PROVIDED ENTRIES:
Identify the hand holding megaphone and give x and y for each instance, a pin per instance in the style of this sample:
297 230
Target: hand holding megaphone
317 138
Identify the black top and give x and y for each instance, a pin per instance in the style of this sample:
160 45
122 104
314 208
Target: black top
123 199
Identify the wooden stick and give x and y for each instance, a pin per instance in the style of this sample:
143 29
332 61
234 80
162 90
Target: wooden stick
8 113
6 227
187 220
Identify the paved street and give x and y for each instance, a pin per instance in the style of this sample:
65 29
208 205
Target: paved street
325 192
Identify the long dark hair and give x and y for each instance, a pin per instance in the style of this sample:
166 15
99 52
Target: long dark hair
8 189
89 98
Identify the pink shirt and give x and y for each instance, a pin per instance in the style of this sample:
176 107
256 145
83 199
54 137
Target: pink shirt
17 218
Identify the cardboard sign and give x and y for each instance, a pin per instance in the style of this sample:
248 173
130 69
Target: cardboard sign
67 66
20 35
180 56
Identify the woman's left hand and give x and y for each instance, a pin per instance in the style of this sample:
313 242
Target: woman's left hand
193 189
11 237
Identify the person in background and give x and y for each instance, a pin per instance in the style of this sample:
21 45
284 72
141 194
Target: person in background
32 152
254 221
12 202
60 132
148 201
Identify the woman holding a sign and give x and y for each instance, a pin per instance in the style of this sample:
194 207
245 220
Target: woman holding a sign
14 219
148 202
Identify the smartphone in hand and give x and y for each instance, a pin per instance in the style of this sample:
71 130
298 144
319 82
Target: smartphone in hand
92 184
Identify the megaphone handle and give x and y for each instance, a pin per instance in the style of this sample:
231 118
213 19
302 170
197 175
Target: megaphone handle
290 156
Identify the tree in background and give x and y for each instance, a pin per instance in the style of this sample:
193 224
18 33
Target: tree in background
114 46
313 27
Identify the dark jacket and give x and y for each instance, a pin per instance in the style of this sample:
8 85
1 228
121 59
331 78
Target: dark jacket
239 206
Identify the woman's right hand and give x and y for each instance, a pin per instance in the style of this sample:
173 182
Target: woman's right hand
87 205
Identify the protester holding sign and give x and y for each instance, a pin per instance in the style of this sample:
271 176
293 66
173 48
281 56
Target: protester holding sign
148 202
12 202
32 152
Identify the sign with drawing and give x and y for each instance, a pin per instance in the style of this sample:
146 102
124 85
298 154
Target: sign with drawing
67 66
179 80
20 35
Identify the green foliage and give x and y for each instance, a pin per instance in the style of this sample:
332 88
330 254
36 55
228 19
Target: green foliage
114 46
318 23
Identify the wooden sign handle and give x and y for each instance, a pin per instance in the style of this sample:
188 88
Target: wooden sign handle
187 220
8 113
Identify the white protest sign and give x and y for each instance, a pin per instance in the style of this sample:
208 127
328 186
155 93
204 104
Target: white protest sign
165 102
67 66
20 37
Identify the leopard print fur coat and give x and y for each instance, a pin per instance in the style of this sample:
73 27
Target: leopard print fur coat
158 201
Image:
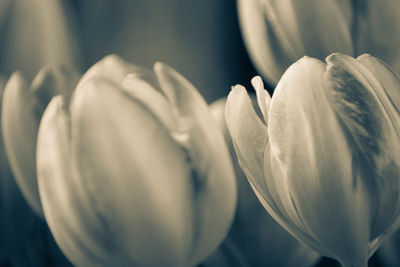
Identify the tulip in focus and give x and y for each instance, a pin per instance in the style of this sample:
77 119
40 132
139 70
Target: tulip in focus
35 33
279 32
133 170
255 239
22 109
323 156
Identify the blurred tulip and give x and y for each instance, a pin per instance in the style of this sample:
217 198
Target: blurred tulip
323 156
255 239
25 239
35 33
22 109
133 170
279 32
174 31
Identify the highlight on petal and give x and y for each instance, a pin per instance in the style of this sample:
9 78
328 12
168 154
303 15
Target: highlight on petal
366 104
255 238
154 100
22 109
248 132
262 41
19 129
209 156
162 236
114 68
306 139
263 98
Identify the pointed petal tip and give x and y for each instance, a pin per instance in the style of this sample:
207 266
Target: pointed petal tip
111 58
257 82
334 57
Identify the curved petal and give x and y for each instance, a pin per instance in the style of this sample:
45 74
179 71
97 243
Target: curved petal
114 68
312 164
263 98
262 41
154 100
76 229
19 129
311 28
37 34
378 31
209 157
134 176
249 135
257 236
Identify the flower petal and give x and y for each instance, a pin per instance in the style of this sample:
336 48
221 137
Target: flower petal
263 98
262 41
154 100
76 229
313 182
22 109
19 129
378 30
209 156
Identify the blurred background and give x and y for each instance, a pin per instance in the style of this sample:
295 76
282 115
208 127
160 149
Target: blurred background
200 39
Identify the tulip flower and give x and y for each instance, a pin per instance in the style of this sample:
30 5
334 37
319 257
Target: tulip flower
33 34
388 252
133 170
323 156
25 238
255 239
22 109
278 33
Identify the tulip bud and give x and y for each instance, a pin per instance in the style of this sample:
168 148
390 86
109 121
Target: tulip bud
278 33
388 253
133 170
255 239
322 158
22 109
25 238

CHALLENGE: Do not copy pictures. Restate exactly the lines from the one containing "Identify the white" through the last line of the records.

FINAL RESULT:
Identify the white protest sign and give x and y for each instance, a pin per instance in the style of this sample:
208 127
328 186
155 93
204 104
Target: white protest sign
165 102
67 66
20 37
Identify the leopard print fur coat and give x and y for each instance, a pin per instance in the style of this sample:
73 27
Target: leopard print fur coat
158 201
Image:
Identify the tulip in focus and give x and y for each instance, a pin per instance in the style of this sample:
77 119
40 132
139 70
Target: tulip in focus
35 33
279 32
133 170
255 239
22 109
323 156
Identify the blurred tulip and give x and y for each instance, a pin per instance in the style of this sample:
217 198
Target: blurred tulip
323 156
255 239
25 239
35 33
22 109
133 170
279 32
174 31
Identify the highlight on petal and give x and y for each instance, a pin per instance in the style of this sample:
9 78
328 12
168 154
303 15
Target: highlight on petal
366 104
255 238
154 100
22 109
248 132
262 41
19 129
209 156
162 236
114 68
306 139
263 98
Identify the pointed petal tip and give x and y for each instance, a pin per instance in the style of this sample:
207 266
Target: pointed petal tip
111 58
257 82
334 57
Identify the curved petal and give x and y for each instance, a pin per instance in the style of this sample:
45 74
179 71
97 243
Target: curved petal
114 68
312 164
263 98
262 41
154 100
76 229
19 129
311 28
37 34
378 31
209 157
134 176
249 135
257 236
Identify the flower petal and give x and y for each instance, a pin per instance in the style of this sample:
336 48
221 137
Target: flower petal
263 98
262 41
154 100
76 229
313 182
22 109
19 129
378 30
209 156
Identify the blurred background and give x and y for each instance, a pin per instance in the style of this sample:
295 76
282 115
208 127
160 149
Target: blurred background
200 39
Identify the tulip flower and give x and y for each instance, a pin per instance in the style of this sample:
30 5
334 37
319 257
Target: tulip flower
33 34
388 252
133 170
323 156
25 238
255 239
22 109
278 33
Identify the tulip bud and give x and y for each instance, a pin per instance in the style of this sample:
168 148
390 86
109 121
Target: tulip bud
278 33
388 253
133 170
255 239
322 158
22 109
25 238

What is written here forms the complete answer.